Text:

+--

The GPA method is another available statistical tool applied to detect the pleiotropic genetic effects between CBMI and CAD in the expectation of providing robust statistical evidence. This approach can use the GWAS summary results without annotation data, which has better comparability with the \(\mathrm{cFDR}\) analysis results in our study. We took the intersection of the p-values of corresponding phenotypes as input, then a GPA model was fitted based on the provided p-value matrix data. The four-group model for two GWAS data sets was presented to implement the GPA analysis.

+--

Recorded data:
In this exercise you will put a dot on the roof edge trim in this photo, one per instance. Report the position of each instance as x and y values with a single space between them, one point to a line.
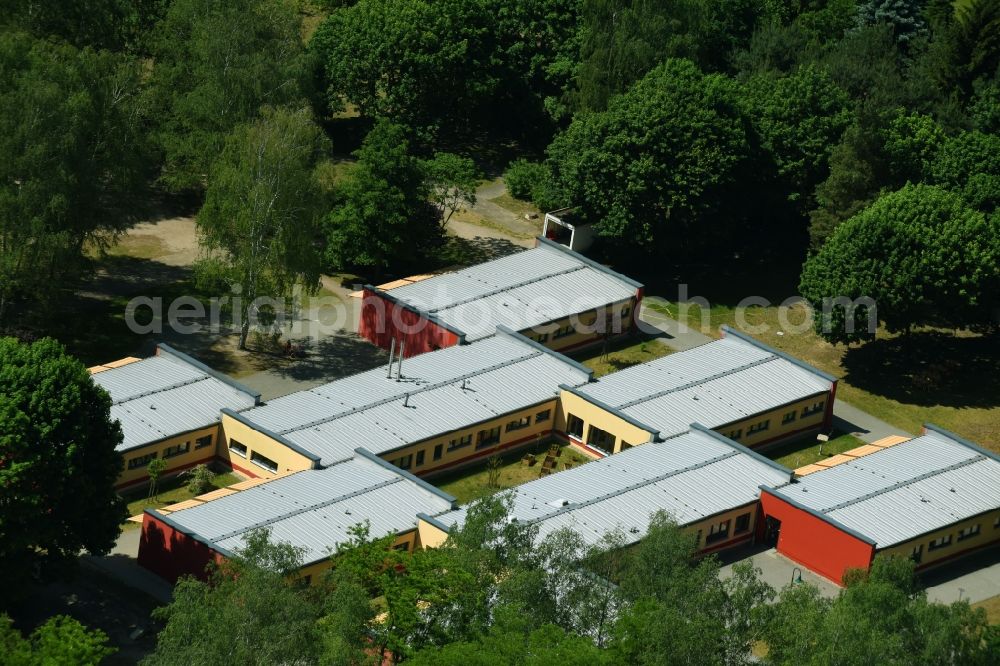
816 514
613 410
433 318
777 352
520 337
273 435
243 388
743 449
365 453
542 241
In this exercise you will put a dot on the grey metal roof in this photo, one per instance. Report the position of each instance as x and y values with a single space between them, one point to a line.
314 509
903 491
716 383
441 391
520 291
691 476
165 395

+--

Task prompt: In the text on the GPA method, switch "summary results" to "summary statistics" and write out the part that opens with "The GPA method" and closes with "the GPA analysis.". The records were taken from a separate source.

Answer to the exercise:
The GPA method is another available statistical tool applied to detect the pleiotropic genetic effects between CBMI and CAD in the expectation of providing robust statistical evidence. This approach can use the GWAS summary statistics without annotation data, which has better comparability with the \(\mathrm{cFDR}\) analysis results in our study. We took the intersection of the p-values of corresponding phenotypes as input, then a GPA model was fitted based on the provided p-value matrix data. The four-group model for two GWAS data sets was presented to implement the GPA analysis.